Activities >>
A. In the passage on e-signatures and remote notarization, what kind of signature do deeds and the other listed documents require?
B. Write out the passage on e-signatures and remote notarization from "Currently, California doesn’t" to "to social distancing.".

Document passage >>
BEGIN

Social distancing and other restrictions amid the coronavirus has increased awareness in electronic signatures and remote notarizations.
E-signatures are enforceable in most circumstances, and given the same legal weight as signatures provided with ink and paper. But similar to traditional signatures, an individual signing a document electronically must demonstrate an intent to sign.
This can be accomplished by, among other means, typing their name or clicking a clearly labeled button acknowledging their intent. Many e-signatures also require signers to consent to do business electronically.
It is important to remember that E-signatures do have limitations. They aren’t enforceable, for example, on deeds and some other real estate documents or legal documents related to adoption, divorce, and foreclosure notices. These documents require a traditional wet ink signature.
For more information on e-signatures, visit here.
More than a dozen states allow remote online notarization. Several others, including New York, Connecticut and Illinois, have taken actions to temporarily allow remote notarizations during the coronavirus pandemic.
Currently, California doesn’t allow notaries to do remote notarization. However, California Civil Code 1189(b) provides that any certificate of acknowledgment taken in another place shall be sufficient in California if it is taken in accordance with the law of the place where the acknowledgment is made. There are traveling notaries in the state who continue to do in-person notarizations, as well as notaries in certain banks and at places like FedEd and UPS, subject to social distancing.
Bipartisan legislation was introduced last month at the federal level that would authorize all notaries to perform remote online notarizations. The bill, Securing and Enabling Commerce Using Remote and Electronic Notarization Act of 2020, has been referred to a Senate committee.

END

Provided data >>
BEGIN

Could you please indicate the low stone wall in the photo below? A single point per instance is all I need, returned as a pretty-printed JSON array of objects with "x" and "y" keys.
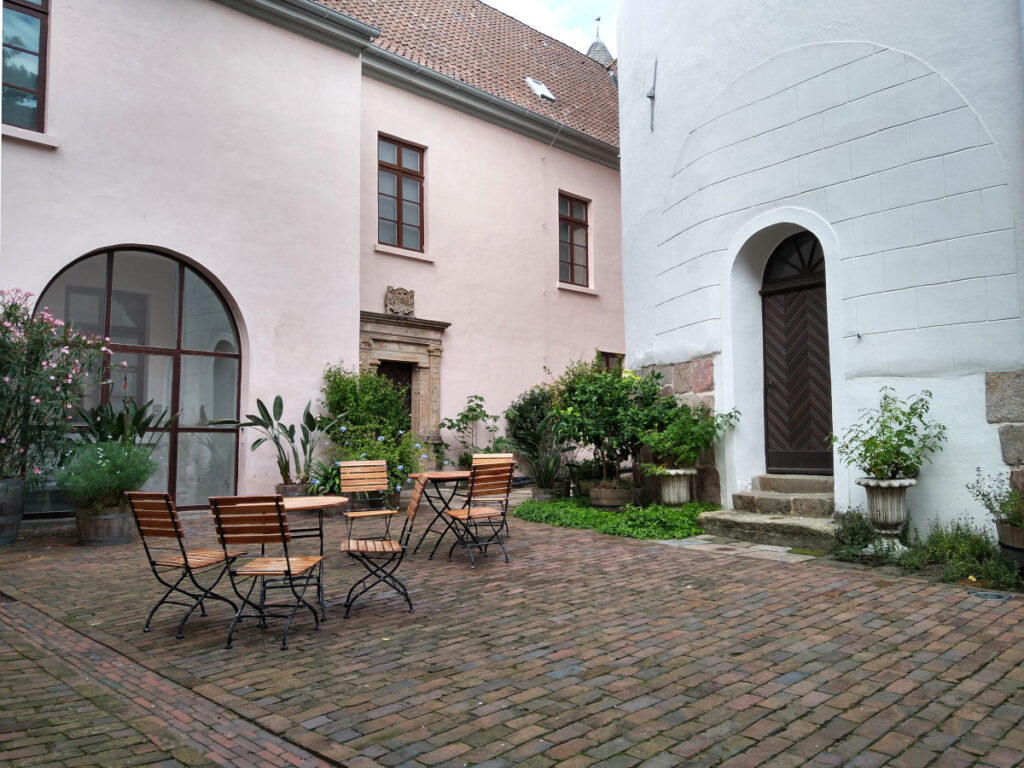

END

Answers to the exercise >>
A. A traditional wet ink signature.

B.
Currently, California doesn’t allow notaries to do remote notarization. However, California Civil Code 1189(b) provides that any certificate of acknowledgment taken in another place shall be sufficient in California if it is taken in accordance with the law of the place where the acknowledgment is made. There are traveling notaries in the state who continue to do in-person notarizations, as well as notaries in certain banks and at places like FedEd and UPS, subject to social distancing.